Exercise aim: Render the lines below as a Markdown table with two columns, Row and Line text. Number each row and leave out any blank lines.

Supplied records:
####################
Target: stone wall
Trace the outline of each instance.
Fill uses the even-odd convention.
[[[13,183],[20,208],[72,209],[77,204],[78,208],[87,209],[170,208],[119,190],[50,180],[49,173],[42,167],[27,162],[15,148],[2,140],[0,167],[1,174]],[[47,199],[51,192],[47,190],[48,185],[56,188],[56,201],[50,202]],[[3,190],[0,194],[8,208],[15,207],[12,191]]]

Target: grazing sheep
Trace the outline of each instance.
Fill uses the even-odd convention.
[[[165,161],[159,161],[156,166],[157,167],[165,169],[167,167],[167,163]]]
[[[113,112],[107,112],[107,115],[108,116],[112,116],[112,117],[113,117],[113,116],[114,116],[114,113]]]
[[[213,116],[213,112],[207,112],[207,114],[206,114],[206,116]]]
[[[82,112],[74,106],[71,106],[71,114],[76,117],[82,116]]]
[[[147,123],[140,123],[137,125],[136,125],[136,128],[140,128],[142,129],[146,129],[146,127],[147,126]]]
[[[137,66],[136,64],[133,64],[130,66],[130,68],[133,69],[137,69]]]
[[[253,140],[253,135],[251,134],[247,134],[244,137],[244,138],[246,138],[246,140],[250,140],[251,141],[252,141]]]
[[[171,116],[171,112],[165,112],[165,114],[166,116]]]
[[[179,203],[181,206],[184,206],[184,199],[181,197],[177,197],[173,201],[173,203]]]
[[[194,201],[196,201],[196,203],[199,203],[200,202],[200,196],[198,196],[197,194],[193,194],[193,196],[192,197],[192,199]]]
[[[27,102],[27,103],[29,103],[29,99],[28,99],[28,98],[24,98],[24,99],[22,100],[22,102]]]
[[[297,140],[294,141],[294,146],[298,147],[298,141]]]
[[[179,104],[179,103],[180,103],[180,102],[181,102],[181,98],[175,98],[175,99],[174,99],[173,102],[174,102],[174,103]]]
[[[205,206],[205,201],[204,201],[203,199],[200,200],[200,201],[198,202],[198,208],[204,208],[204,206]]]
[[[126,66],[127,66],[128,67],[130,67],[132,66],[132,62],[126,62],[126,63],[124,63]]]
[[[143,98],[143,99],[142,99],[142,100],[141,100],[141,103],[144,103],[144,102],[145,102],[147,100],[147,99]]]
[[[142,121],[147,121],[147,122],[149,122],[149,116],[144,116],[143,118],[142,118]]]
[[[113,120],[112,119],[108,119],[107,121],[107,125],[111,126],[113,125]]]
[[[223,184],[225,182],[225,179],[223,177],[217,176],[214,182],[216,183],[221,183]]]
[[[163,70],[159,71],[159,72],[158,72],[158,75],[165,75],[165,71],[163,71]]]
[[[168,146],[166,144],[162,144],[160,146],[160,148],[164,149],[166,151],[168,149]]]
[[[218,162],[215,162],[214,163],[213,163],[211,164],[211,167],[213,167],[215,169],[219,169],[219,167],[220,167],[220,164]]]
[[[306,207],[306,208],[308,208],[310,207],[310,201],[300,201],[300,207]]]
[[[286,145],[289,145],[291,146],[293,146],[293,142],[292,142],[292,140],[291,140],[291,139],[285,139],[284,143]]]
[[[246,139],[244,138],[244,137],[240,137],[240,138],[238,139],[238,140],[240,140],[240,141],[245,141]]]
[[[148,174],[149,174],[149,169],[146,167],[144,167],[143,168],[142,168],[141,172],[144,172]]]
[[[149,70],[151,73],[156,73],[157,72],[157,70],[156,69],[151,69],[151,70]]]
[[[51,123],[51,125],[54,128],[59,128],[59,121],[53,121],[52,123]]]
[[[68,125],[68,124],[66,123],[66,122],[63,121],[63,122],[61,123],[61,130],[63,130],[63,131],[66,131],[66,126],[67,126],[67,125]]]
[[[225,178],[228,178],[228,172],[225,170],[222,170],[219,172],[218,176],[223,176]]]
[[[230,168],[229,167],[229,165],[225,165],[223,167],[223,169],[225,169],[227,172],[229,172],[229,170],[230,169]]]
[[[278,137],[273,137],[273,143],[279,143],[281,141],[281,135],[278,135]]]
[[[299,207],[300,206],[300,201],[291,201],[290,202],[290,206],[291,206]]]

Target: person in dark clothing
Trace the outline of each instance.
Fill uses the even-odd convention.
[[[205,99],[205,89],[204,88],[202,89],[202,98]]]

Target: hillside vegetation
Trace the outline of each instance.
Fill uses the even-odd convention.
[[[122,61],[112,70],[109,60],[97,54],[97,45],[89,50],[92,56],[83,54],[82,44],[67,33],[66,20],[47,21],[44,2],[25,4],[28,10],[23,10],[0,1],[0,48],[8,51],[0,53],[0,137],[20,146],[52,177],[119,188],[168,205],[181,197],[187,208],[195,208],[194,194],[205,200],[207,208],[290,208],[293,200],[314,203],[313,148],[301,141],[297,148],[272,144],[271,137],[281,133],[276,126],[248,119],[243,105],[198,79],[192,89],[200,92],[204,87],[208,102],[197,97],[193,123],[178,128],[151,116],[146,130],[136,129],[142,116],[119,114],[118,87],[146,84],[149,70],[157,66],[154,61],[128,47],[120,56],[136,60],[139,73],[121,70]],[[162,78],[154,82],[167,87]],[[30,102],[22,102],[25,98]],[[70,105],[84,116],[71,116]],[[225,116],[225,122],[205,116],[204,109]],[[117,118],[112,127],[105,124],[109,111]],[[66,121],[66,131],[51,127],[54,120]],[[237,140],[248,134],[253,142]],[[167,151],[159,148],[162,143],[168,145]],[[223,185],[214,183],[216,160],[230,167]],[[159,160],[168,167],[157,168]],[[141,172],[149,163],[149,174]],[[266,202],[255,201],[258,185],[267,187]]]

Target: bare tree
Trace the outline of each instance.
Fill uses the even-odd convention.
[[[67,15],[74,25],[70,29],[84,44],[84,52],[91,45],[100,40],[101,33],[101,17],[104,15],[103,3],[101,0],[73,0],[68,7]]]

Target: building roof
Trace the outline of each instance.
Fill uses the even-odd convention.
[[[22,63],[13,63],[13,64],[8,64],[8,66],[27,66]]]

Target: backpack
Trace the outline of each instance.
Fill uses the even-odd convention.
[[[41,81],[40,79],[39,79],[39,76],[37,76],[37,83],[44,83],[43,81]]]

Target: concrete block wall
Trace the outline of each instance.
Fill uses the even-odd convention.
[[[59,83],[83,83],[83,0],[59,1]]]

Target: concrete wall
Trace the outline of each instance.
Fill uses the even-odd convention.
####################
Exercise output:
| Row | Line text |
|---|---|
| 1 | Target: stone wall |
| 2 | Trace the outline of each instance. |
| 3 | Fill uses the even-odd convention. |
| 4 | [[[13,183],[20,208],[72,209],[77,204],[78,208],[87,209],[170,208],[119,190],[50,180],[49,173],[42,167],[27,162],[15,148],[2,140],[0,167],[1,174]],[[47,199],[51,192],[47,190],[48,185],[56,188],[56,201],[50,202]],[[3,190],[0,194],[8,208],[15,207],[12,191]]] |
| 5 | Target: grazing sheep |
| 6 | Trace the outline of each instance. |
| 7 | Fill uses the even-odd convention. |
| 8 | [[[165,161],[159,161],[156,166],[157,167],[165,169],[167,167],[167,163]]] |
| 9 | [[[113,112],[107,112],[107,115],[108,116],[112,116],[112,117],[113,117],[113,116],[114,116],[114,113]]] |
| 10 | [[[213,116],[213,112],[207,112],[207,114],[206,114],[206,116]]] |
| 11 | [[[82,112],[74,106],[71,106],[71,114],[76,117],[82,116]]] |
| 12 | [[[147,123],[140,123],[137,125],[136,125],[136,128],[140,128],[142,129],[146,129],[146,127],[147,126]]] |
| 13 | [[[137,66],[136,64],[133,64],[130,66],[130,68],[133,69],[137,69]]] |
| 14 | [[[253,140],[253,135],[251,134],[247,134],[244,137],[244,138],[246,138],[246,140],[250,140],[251,141],[252,141]]] |
| 15 | [[[171,116],[171,112],[165,112],[165,114],[166,116]]] |
| 16 | [[[179,203],[181,206],[184,206],[184,199],[181,197],[177,197],[173,201],[173,203]]] |
| 17 | [[[194,201],[196,201],[196,203],[199,203],[200,202],[200,196],[198,196],[197,194],[193,194],[193,196],[192,197],[192,199]]] |
| 18 | [[[27,102],[27,103],[29,103],[29,99],[28,99],[28,98],[24,98],[24,99],[22,100],[22,102]]] |
| 19 | [[[297,140],[294,141],[294,146],[298,147],[298,141]]] |
| 20 | [[[179,104],[179,103],[180,103],[180,102],[181,102],[181,98],[175,98],[175,99],[174,99],[173,102],[174,102],[174,103]]] |
| 21 | [[[205,206],[205,201],[204,201],[203,199],[200,200],[200,201],[198,202],[198,208],[204,208],[204,206]]] |
| 22 | [[[126,66],[127,66],[128,67],[130,67],[132,66],[132,62],[126,62],[126,63],[124,63]]] |
| 23 | [[[143,98],[143,99],[142,99],[142,100],[141,100],[141,103],[144,103],[144,102],[145,102],[147,100],[147,99]]] |
| 24 | [[[142,121],[147,121],[147,122],[149,122],[149,116],[144,116],[143,118],[142,118]]] |
| 25 | [[[113,120],[112,119],[108,119],[107,121],[107,125],[111,126],[113,125]]] |
| 26 | [[[223,184],[225,182],[225,179],[223,177],[217,176],[214,182],[216,183],[221,183]]] |
| 27 | [[[163,70],[159,71],[159,72],[158,72],[158,75],[165,75],[165,71],[163,71]]] |
| 28 | [[[168,146],[166,144],[162,144],[160,146],[160,148],[164,149],[166,151],[168,149]]] |
| 29 | [[[218,162],[215,162],[214,163],[213,163],[211,164],[211,167],[213,167],[215,169],[219,169],[219,167],[220,167],[220,164]]] |
| 30 | [[[306,207],[306,208],[308,208],[310,207],[310,201],[300,201],[300,207]]] |
| 31 | [[[286,145],[289,145],[291,146],[293,146],[293,142],[292,142],[292,140],[291,140],[291,139],[285,139],[284,143]]] |
| 32 | [[[246,139],[244,138],[244,137],[240,137],[240,138],[238,139],[238,140],[240,140],[240,141],[245,141]]] |
| 33 | [[[148,174],[149,174],[149,169],[146,167],[144,167],[143,168],[142,168],[141,172],[144,172]]] |
| 34 | [[[149,70],[151,73],[156,73],[157,72],[157,70],[156,69],[151,69],[151,70]]] |
| 35 | [[[51,123],[51,125],[54,128],[59,128],[59,121],[53,121],[52,123]]] |
| 36 | [[[68,125],[68,124],[66,123],[66,122],[63,121],[63,122],[61,123],[61,130],[63,130],[63,131],[66,131],[66,126],[67,126],[67,125]]] |
| 37 | [[[225,178],[228,178],[228,172],[225,170],[222,170],[219,172],[218,176],[223,176]]] |
| 38 | [[[230,168],[229,167],[229,165],[225,165],[223,167],[223,169],[225,169],[227,172],[229,172],[229,170],[230,169]]] |
| 39 | [[[278,137],[273,137],[273,143],[279,143],[281,141],[281,135],[278,135]]] |
| 40 | [[[299,207],[300,206],[300,201],[291,201],[290,202],[290,206],[291,206]]] |
| 41 | Target: person in dark clothing |
| 42 | Trace the outline of each instance. |
| 43 | Fill uses the even-odd convention. |
| 44 | [[[205,99],[205,89],[204,88],[202,89],[202,98]]] |
| 45 | Target: hillside vegetation |
| 46 | Trace the outline of each instance. |
| 47 | Fill uses the even-odd convention. |
| 48 | [[[122,61],[112,70],[109,60],[97,54],[97,45],[89,50],[92,56],[83,54],[82,44],[67,33],[66,20],[47,21],[44,2],[25,4],[28,10],[23,10],[0,1],[0,48],[8,51],[0,53],[0,137],[20,146],[52,177],[119,188],[168,205],[181,197],[187,208],[195,208],[194,194],[205,200],[207,208],[290,208],[293,200],[314,203],[313,148],[301,141],[297,148],[272,144],[271,137],[281,133],[276,126],[248,119],[243,105],[198,79],[192,89],[200,92],[204,87],[208,102],[197,97],[193,123],[178,128],[151,116],[146,130],[136,129],[142,116],[119,114],[118,87],[146,84],[149,70],[157,66],[154,61],[128,47],[120,56],[136,60],[139,73],[121,70]],[[162,78],[154,82],[167,87]],[[30,102],[22,102],[25,98]],[[70,105],[84,116],[71,116]],[[225,116],[225,122],[205,116],[204,109]],[[117,118],[112,127],[105,124],[109,111]],[[66,121],[66,131],[51,127],[54,120]],[[237,140],[248,134],[253,142]],[[167,151],[159,148],[162,143],[168,145]],[[223,185],[214,183],[216,160],[230,167]],[[159,160],[168,167],[157,168]],[[141,172],[149,163],[149,174]],[[266,202],[255,201],[258,185],[267,187]]] |
| 49 | Target: bare tree |
| 50 | Trace the outline of each instance. |
| 51 | Fill uses the even-odd convention. |
| 52 | [[[67,15],[74,25],[70,29],[84,44],[84,52],[91,45],[100,40],[101,33],[101,17],[104,15],[103,3],[101,0],[73,0],[68,7]]] |
| 53 | Target: building roof |
| 54 | Trace the outline of each instance. |
| 55 | Fill uses the even-odd convention. |
| 56 | [[[22,63],[13,63],[13,64],[8,64],[8,66],[27,66]]] |
| 57 | Target: backpack |
| 58 | Trace the outline of each instance. |
| 59 | Fill uses the even-odd convention. |
| 60 | [[[41,81],[40,79],[39,79],[39,76],[37,76],[37,83],[44,83],[43,81]]] |
| 61 | Target: concrete block wall |
| 62 | Trace the outline of each instance. |
| 63 | Fill uses the even-odd convention. |
| 64 | [[[59,83],[83,83],[83,0],[59,1]]] |
| 65 | Target: concrete wall |
| 66 | Trace the outline of each instance. |
| 67 | Fill uses the even-odd convention. |